WHAT THE TASK REQUIRES |
Please update the part of the data that opens with the line containing "Regarding the picture above — where would you say the bell" and closes with the line containing "[0,0,162,86]" by changing "blue sky" to "clear sky" and leaving everything else as it is. Give back only that part.

Entries on locating named things:

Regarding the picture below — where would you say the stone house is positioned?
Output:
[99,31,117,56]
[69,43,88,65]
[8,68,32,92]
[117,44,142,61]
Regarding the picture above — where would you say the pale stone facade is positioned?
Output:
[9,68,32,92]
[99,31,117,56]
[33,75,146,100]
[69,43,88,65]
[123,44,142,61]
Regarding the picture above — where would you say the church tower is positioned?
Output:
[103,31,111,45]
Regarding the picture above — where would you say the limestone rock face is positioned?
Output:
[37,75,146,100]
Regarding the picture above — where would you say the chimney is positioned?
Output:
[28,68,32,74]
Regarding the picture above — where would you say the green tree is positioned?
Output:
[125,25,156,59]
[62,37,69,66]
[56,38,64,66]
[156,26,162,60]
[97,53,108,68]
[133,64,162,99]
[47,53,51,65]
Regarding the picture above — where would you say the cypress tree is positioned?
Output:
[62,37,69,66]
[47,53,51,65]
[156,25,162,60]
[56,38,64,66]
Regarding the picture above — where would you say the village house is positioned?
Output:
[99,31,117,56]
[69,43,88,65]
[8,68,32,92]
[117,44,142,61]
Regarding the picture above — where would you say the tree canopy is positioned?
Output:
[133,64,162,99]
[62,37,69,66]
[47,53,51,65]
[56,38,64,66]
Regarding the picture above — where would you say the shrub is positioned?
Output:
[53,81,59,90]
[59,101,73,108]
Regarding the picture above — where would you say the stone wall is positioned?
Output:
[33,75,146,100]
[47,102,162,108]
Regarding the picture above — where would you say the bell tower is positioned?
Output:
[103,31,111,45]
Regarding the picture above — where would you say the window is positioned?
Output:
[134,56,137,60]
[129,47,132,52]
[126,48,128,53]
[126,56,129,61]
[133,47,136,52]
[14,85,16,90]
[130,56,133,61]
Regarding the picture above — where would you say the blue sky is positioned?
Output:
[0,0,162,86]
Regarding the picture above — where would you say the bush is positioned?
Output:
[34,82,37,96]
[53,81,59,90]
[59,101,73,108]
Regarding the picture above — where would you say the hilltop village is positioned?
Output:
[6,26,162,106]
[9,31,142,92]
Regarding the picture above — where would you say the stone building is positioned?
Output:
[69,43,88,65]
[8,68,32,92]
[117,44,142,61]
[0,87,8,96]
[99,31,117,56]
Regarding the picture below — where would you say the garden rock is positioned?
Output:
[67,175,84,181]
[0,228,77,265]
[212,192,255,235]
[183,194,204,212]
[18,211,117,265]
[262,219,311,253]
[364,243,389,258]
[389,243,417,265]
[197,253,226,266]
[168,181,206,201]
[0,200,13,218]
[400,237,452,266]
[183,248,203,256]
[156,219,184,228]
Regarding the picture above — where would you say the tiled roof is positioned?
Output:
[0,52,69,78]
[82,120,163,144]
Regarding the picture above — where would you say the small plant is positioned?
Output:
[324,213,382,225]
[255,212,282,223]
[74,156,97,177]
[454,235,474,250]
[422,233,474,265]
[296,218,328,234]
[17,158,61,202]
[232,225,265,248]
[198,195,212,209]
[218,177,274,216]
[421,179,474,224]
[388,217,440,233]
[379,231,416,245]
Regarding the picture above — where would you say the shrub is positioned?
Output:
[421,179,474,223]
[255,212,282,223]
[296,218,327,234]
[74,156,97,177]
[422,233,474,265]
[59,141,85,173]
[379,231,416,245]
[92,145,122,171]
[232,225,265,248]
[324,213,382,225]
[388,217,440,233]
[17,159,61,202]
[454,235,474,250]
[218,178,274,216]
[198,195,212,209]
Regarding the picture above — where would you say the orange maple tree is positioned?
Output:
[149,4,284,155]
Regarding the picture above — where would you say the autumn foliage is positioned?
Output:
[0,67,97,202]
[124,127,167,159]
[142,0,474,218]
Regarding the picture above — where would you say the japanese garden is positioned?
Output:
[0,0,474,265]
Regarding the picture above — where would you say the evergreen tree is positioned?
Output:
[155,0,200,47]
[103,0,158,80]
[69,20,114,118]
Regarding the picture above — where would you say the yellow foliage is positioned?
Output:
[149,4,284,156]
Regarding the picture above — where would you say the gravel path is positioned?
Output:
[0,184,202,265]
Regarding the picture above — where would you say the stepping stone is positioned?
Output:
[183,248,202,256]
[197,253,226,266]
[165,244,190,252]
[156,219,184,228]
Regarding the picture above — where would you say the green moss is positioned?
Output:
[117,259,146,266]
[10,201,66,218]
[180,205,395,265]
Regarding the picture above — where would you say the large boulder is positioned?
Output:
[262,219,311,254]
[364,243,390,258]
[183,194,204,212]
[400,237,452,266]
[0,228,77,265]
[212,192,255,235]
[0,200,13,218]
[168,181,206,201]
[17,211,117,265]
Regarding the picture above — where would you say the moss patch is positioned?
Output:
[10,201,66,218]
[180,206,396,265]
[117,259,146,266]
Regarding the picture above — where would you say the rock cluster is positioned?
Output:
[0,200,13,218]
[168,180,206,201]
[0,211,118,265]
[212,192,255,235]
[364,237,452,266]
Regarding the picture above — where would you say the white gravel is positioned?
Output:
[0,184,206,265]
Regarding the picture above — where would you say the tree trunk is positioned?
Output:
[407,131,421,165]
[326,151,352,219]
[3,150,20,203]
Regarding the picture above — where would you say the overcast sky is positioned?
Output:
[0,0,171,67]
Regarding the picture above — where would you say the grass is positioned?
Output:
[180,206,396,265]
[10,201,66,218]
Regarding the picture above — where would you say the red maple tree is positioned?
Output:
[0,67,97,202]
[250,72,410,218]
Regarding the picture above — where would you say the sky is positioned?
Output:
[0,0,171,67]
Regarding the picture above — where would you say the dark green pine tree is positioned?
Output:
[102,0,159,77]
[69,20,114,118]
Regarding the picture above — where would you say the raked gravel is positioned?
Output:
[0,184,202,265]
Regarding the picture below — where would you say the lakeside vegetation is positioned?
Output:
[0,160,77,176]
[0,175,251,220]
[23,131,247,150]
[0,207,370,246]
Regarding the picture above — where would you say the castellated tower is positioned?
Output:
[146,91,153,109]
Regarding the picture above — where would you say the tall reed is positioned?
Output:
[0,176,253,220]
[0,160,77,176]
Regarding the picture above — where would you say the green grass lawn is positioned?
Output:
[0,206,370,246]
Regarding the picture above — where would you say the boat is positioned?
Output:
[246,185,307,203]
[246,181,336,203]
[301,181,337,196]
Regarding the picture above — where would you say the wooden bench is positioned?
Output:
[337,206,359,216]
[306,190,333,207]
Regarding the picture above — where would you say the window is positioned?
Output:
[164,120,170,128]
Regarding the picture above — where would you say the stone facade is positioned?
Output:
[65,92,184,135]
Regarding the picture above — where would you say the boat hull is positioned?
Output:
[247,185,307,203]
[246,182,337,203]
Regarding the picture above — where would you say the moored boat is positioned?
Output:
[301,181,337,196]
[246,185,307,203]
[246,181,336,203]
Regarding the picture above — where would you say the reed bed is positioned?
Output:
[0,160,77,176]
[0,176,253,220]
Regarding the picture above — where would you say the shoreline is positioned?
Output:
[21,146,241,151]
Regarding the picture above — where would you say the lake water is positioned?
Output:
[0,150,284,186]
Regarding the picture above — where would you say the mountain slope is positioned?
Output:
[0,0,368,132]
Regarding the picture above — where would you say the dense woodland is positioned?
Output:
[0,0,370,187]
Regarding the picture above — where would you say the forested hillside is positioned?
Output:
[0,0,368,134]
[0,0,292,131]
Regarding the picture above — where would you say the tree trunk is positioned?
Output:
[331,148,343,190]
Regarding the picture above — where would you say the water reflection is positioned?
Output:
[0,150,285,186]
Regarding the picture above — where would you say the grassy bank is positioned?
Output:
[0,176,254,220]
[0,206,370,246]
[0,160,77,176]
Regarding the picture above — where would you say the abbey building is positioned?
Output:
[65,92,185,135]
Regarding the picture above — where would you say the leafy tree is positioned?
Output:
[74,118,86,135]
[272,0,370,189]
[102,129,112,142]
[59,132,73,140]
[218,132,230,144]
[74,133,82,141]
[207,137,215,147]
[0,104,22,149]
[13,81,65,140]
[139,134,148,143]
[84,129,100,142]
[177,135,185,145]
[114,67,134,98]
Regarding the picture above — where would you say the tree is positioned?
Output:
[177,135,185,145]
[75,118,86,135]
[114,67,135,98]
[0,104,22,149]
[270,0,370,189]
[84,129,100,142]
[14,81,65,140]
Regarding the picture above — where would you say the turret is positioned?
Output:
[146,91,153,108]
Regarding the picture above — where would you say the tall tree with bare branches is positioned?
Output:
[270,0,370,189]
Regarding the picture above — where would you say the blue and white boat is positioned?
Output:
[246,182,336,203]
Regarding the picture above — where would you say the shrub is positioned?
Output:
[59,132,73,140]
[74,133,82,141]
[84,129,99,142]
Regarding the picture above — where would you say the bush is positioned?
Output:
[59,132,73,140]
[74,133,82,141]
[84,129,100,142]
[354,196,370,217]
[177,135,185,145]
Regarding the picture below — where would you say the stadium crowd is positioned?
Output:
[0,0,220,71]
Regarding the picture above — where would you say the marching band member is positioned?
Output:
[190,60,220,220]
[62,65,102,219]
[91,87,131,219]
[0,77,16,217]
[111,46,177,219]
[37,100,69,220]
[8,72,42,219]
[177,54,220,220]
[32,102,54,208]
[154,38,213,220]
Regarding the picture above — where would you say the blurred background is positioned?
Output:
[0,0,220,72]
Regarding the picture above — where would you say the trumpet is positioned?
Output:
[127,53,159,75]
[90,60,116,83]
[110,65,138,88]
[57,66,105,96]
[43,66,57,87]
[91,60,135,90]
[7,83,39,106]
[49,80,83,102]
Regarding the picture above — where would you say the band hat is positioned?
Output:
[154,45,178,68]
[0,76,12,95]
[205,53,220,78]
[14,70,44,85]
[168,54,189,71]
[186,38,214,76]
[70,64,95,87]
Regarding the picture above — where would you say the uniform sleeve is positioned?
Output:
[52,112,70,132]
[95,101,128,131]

SOLUTION TO THIS TASK |
Regarding the picture above — where would you say the bell tower is positioned?
Output:
[103,31,111,45]
Regarding the picture above — where would you say the window is positioned?
Output:
[134,56,137,60]
[129,47,132,52]
[126,48,128,53]
[126,56,129,61]
[133,47,136,52]
[14,85,16,90]
[130,56,133,61]
Regarding the picture above — where would you say the clear sky is positioned?
Output:
[0,0,162,86]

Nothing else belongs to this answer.